-- START Document text --
Read our advice to get the most out of your time revising during exams

It’s exam time. You’ve studied hard and, naturally, you want to do well. Our top 8 revision tips can help you stay calm and focused during your exams.

1. Start early

Starting your revision early means you can spread it out and avoid last-minute panic. Aim to start revising in the mornings when your brain is fresher. Sometimes, revising later is unavoidable, but try to limit late night sessions. You can't revise successfully in a rush, so avoid last-minute cramming during all-nighters in your room or the library. But if you have left it to the last minute, try to focus on the subjects you think will come up on the exam.

Once you know what to revise for the exam, make a revision timetable to plan your sessions using a digital or paper diary. Avoid the temptation to jump straight into your revision without one. Making a plan does take time, but it will save you hours of figuring out what to revise each day. Include lots of detail in your plan like relevant readings or lesson notes. Block out time for socialising, exercising and other breaks. Stick to your timetable as best as you can.

2. Find out the exam format

Make sure you understand the exam format and scope so you know what to revise. Look over your syllabus and decide your approach. For essay-based exams, you probably don't need to cover the whole syllabus. It can be more effective to learn a little content in more detail. Short answer-based exams need a broader, less detailed understanding of the material.

3. Find a revision method that works for you

Revision techniques include flash cards, past papers, mind maps, group work and recording yourself talking then playing it back. Finding what works for you involves trial and error. Bear in mind that what works well for one exam might not work for another. Starting your revision early gives you time to find out the best revision methods for you.

4. Test yourself

Time spent testing yourself pays off, so come up with questions to test your knowledge. Make sure you understand what you're revising by thinking it through, rather than learning by mechanical repetition. Ask your friends and family to test you too.

5. Teach someone else

Explaining what you've learned to someone else is a great way to be sure you understand the topic. It will also help you remember information and identify any areas you don't fully understand.
-- END Document text --
- Task requirements -
- A) According to the exam revision advice, at what time of day should you aim to start revising?
- B) From the exam revision advice, reproduce word for word the passage starting with "Make sure you understand the" and going on through "methods for you.".
The material after this point is drawn from a different source.
-- START Data shown --
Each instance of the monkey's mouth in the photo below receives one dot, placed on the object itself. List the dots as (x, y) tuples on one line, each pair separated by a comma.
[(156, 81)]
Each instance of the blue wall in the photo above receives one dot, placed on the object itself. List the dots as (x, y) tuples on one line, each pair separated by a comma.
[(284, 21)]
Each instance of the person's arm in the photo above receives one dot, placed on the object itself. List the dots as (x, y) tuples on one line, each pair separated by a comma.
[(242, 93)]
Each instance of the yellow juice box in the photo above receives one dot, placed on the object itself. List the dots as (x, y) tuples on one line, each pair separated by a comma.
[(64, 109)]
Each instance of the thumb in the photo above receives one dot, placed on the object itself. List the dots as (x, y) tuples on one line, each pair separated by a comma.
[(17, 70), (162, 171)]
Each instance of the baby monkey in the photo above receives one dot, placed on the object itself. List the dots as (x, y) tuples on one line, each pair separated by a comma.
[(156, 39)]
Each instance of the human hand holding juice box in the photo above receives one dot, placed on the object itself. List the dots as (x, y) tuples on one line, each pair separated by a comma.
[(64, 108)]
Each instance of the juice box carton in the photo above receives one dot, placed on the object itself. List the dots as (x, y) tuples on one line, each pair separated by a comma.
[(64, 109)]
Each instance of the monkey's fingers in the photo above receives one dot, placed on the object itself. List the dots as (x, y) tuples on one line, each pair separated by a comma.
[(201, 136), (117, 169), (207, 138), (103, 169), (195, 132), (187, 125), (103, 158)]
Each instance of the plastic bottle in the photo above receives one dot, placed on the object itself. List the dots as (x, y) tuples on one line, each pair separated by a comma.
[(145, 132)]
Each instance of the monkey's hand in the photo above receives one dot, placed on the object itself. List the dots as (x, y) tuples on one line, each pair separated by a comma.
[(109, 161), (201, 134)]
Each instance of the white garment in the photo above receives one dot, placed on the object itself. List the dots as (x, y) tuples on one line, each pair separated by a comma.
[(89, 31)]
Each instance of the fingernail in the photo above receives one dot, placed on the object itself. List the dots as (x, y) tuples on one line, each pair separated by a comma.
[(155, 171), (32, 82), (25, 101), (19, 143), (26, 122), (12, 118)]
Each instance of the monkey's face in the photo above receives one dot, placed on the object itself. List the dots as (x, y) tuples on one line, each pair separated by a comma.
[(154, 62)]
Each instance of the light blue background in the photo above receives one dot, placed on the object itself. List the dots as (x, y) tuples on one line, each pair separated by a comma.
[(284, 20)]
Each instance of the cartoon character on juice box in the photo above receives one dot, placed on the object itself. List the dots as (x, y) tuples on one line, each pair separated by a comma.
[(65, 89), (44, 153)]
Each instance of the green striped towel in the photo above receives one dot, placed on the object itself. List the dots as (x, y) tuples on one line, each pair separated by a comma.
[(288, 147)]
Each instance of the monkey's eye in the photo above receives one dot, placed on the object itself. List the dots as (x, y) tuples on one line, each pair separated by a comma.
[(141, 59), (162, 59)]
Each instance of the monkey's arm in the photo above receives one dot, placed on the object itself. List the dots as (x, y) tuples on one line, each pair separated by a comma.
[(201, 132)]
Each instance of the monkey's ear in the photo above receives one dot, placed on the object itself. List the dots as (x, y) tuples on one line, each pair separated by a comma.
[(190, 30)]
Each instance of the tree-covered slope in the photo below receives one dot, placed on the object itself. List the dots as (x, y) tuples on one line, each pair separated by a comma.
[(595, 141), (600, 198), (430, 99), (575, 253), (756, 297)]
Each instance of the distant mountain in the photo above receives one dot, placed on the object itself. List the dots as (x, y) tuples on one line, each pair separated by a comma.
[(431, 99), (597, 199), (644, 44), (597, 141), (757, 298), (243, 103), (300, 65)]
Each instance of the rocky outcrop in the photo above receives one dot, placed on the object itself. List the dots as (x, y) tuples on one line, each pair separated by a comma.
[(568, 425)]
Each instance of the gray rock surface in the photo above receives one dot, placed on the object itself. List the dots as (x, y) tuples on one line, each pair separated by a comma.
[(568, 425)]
-- END Data shown --
-- START Data shown --
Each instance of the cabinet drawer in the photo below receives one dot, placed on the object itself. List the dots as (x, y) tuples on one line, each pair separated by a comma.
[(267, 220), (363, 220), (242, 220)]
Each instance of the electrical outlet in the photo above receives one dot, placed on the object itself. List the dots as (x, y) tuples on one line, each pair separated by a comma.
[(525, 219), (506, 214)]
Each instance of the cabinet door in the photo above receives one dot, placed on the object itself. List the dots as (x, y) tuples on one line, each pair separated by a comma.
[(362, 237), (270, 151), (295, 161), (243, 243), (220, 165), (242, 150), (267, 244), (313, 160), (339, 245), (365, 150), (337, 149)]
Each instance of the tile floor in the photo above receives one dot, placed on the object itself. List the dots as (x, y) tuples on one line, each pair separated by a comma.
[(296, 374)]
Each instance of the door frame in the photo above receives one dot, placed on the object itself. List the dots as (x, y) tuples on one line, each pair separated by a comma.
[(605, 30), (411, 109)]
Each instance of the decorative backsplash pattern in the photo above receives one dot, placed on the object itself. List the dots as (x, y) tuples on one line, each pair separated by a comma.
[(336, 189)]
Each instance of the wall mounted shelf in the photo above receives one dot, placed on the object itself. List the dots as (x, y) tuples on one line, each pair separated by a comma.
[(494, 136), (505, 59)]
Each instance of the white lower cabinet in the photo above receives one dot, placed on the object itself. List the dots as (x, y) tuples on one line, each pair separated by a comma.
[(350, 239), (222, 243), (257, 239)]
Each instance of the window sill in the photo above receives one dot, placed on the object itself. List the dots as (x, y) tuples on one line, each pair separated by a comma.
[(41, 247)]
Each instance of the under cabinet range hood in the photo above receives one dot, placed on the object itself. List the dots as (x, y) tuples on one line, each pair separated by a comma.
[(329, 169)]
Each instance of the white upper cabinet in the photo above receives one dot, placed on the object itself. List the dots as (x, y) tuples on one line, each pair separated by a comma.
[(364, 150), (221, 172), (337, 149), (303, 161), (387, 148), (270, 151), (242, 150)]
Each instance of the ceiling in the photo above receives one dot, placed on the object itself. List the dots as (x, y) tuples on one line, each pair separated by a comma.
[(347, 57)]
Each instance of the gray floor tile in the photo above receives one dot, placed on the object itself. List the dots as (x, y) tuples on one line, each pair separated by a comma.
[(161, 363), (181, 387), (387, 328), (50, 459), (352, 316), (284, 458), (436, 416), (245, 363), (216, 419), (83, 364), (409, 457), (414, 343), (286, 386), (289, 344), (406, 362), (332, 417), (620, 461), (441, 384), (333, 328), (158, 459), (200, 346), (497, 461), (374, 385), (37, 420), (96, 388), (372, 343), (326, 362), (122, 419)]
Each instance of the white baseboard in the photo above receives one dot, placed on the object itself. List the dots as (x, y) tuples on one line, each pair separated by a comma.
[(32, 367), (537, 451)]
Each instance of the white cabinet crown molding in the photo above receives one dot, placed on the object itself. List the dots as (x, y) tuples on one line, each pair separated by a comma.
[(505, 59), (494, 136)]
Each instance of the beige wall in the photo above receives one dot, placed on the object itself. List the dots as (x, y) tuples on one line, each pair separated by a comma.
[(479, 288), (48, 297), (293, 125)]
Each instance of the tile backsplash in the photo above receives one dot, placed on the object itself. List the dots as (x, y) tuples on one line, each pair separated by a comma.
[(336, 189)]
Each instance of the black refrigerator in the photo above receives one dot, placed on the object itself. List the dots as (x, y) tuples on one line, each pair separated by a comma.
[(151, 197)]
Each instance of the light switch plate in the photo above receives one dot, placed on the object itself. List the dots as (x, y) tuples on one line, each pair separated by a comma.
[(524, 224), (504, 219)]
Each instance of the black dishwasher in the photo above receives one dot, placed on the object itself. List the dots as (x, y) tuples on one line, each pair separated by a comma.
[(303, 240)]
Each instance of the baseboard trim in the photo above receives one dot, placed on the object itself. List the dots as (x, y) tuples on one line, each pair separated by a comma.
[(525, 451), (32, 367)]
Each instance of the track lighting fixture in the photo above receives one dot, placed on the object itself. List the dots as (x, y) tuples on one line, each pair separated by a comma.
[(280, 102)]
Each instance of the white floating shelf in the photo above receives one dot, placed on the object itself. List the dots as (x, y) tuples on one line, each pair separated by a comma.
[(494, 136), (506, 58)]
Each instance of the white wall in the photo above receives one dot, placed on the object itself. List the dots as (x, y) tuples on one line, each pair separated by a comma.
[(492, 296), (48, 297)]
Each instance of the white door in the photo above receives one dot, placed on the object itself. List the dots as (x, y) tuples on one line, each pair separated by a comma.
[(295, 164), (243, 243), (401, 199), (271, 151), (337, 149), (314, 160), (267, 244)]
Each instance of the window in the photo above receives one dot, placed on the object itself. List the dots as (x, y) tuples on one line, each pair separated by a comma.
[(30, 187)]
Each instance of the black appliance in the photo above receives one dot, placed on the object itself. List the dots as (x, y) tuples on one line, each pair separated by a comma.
-- END Data shown --
-- START Data shown --
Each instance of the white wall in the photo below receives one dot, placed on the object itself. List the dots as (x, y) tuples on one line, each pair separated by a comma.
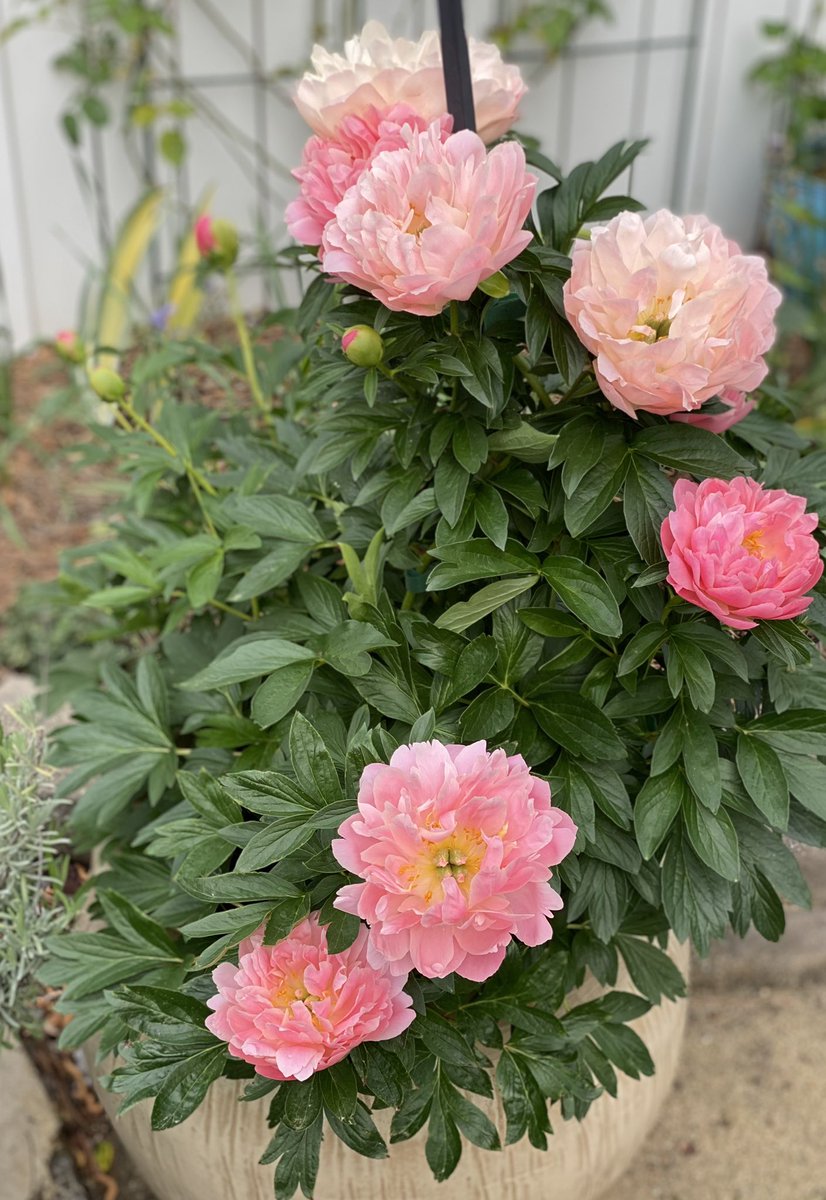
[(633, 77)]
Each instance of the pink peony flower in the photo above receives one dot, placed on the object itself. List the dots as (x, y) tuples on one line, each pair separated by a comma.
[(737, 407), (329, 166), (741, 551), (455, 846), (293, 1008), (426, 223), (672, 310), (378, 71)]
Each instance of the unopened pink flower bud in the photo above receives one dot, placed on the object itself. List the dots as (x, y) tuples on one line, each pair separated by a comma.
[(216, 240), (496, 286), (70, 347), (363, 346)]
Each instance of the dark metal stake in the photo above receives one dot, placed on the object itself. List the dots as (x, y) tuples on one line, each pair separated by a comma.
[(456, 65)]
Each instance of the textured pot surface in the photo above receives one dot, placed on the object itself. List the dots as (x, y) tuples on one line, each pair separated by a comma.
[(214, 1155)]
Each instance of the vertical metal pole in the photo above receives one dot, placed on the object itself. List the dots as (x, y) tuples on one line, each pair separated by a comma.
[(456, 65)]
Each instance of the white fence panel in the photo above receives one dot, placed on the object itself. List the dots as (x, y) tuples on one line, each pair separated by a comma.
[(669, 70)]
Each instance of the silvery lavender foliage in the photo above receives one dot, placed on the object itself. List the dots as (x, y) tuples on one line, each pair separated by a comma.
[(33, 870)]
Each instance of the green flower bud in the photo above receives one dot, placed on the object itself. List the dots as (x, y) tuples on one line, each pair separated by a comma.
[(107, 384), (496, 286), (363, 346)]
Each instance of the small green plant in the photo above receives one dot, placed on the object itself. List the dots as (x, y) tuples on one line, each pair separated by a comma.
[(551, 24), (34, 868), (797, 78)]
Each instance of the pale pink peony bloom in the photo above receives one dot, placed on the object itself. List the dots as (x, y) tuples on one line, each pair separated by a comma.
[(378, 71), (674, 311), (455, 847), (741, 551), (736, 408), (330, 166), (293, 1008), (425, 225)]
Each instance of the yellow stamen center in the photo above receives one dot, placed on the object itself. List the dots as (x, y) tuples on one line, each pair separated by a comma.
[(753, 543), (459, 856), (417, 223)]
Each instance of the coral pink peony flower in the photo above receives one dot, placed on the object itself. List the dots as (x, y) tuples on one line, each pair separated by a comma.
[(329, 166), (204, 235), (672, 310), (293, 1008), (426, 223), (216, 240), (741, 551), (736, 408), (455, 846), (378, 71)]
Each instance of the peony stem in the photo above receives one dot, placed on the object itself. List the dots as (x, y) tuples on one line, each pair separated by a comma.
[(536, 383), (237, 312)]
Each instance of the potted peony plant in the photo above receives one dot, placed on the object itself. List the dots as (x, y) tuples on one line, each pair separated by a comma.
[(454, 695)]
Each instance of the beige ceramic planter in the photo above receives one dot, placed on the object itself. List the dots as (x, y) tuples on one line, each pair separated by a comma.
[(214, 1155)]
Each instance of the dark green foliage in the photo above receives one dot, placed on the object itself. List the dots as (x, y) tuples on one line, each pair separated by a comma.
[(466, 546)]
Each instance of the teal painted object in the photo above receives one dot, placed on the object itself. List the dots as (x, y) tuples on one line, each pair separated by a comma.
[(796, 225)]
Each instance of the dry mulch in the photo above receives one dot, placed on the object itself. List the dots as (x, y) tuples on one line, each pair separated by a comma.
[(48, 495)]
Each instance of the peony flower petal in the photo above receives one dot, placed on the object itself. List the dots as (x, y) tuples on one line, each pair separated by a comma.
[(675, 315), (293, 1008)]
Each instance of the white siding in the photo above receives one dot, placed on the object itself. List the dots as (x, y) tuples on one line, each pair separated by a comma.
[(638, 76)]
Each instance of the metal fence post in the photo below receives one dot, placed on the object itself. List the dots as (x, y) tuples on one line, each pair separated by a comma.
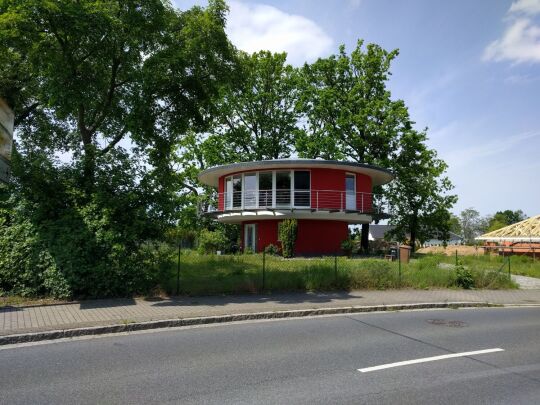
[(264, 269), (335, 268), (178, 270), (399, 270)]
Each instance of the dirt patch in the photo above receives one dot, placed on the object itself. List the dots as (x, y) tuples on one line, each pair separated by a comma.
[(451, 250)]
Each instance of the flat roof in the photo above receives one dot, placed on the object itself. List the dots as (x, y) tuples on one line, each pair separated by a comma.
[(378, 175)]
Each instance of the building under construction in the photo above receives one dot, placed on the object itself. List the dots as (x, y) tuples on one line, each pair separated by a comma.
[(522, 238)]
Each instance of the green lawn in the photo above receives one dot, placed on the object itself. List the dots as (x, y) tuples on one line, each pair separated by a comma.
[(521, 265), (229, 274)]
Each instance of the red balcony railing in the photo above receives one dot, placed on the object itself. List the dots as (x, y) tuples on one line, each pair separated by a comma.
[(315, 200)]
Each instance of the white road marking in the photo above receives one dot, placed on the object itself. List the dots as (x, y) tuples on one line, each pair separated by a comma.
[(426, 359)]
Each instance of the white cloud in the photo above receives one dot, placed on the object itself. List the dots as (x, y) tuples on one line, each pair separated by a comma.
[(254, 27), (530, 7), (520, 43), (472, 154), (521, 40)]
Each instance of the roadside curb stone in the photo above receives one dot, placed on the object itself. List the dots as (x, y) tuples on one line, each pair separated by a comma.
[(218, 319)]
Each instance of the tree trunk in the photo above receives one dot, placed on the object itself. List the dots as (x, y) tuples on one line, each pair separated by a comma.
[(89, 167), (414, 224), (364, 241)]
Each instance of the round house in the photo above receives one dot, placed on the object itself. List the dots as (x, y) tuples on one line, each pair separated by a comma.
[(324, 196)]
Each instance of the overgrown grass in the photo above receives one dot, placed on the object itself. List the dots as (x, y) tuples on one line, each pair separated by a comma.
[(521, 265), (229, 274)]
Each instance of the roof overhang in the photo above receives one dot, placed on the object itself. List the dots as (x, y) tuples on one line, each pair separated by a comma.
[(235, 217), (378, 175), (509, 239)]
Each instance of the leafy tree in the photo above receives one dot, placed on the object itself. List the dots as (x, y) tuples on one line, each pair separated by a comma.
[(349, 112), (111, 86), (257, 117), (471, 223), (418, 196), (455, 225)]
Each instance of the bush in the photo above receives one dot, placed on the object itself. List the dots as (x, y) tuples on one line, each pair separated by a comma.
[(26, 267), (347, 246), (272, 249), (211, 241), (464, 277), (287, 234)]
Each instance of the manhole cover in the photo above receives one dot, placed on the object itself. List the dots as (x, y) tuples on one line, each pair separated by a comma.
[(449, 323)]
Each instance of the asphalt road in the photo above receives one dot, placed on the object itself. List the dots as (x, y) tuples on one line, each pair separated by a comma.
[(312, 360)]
-- END Data shown --
- Final answers -
- A) In the mornings, when your brain is fresher.

- B)
Make sure you understand the exam format and scope so you know what to revise. Look over your syllabus and decide your approach. For essay-based exams, you probably don't need to cover the whole syllabus. It can be more effective to learn a little content in more detail. Short answer-based exams need a broader, less detailed understanding of the material.

3. Find a revision method that works for you

Revision techniques include flash cards, past papers, mind maps, group work and recording yourself talking then playing it back. Finding what works for you involves trial and error. Bear in mind that what works well for one exam might not work for another. Starting your revision early gives you time to find out the best revision methods for you.